▸ DIRECTION A
Update the stretch from "20 year Cost" through "(72% increase over 2018)" in the .COM registry amendment thread, replacing "Cost analysis" with "Price projection".

▸ EXCERPTED TEXT
Proposed Amendment 3 to the .COM Registry Agreement - aloknnikhil
https://www.icann.org/public-comments/com-amendment-3-2020-01-03-en
======
bigprof
The comment period is closing in 3 days. The page links to a 4MB text archive
of comments so far[1]. I think this one quoted below explains the issues with
this proposed amendment:

[quote]

    
    
      Dear Madam, or Sir,
      I am concerned about this amendment to the Registry Agreement because it
      will affect, not just me, buy any individual who would like their own
      domain name.  I am 100% sure that no corporation will object to the 28%
      cost increase every six years as they earn money off their domain name and
      paying almost any amount would be acceptible to them.  However, there are a
      great deal of small businesses that would see this as a burden as well as
      individual users out there that have purchased their own domain name and
      are using it for personal use, not commercial use.  Several of us have
      multiple domain names, if for no other reason than to protect our own names
      from being used to run a website.  I personally have about 6 that I use to
      protect myself and my family while also allowing my children to be able to
      have a domain name that is exclusively theirs.
    
      20 year Cost analysis:
      $ 7.85 / year 2018
      $10.29 / year 2023 (31% increase over 2018)
      $13.49 / year 2029 (72% increase over 2018)
      $17.68 / year 2035 (125% increase over 2018)
      $23.17 / year 2041 (195% increase over 2018)

▸ THE INPUT
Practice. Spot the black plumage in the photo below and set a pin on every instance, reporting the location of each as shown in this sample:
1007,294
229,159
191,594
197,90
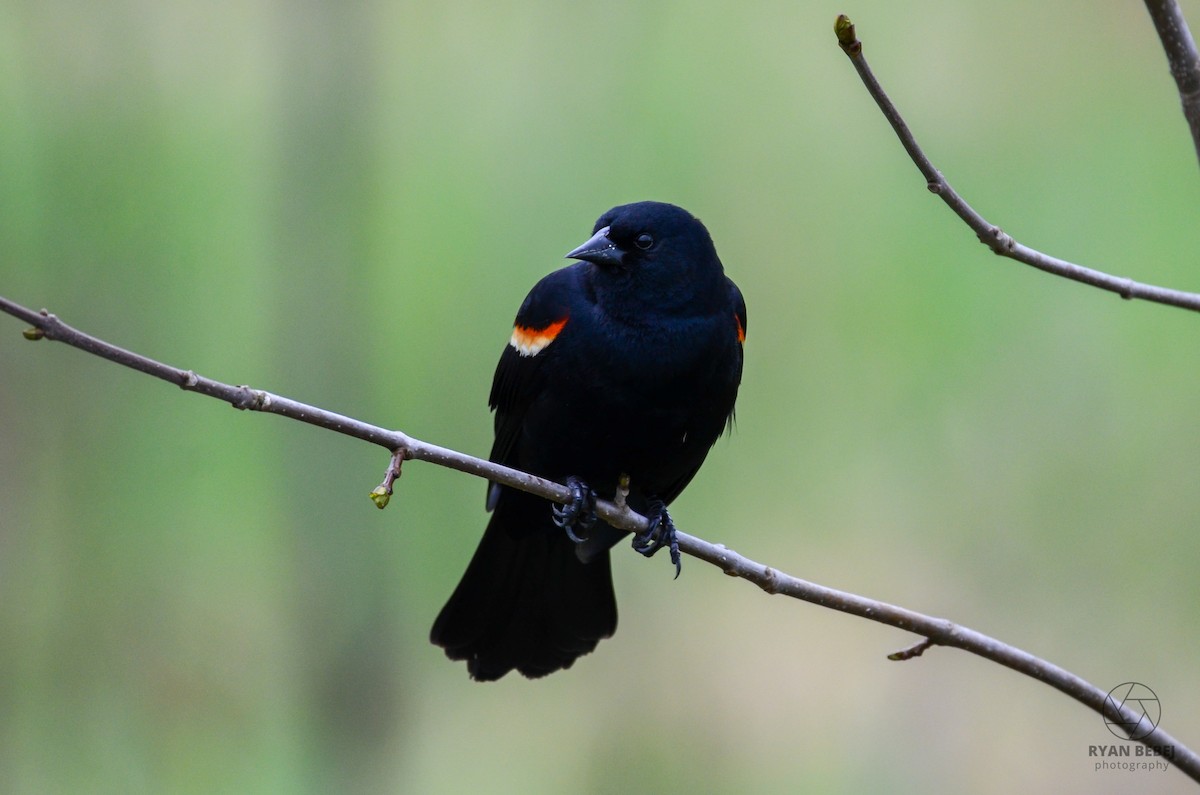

▸ DIRECTION B
Please duplicate the rows above line for line, leaving the picture out of your answer.

▸ WORKED ANSWER A
20 year Price projection:
      $ 7.85 / year 2018
      $10.29 / year 2023 (31% increase over 2018)
      $13.49 / year 2029 (72% increase over 2018)

▸ WORKED ANSWER B
Practice. Spot the black plumage in the photo below and set a pin on every instance, reporting the location of each as shown in this sample:
1007,294
229,159
191,594
197,90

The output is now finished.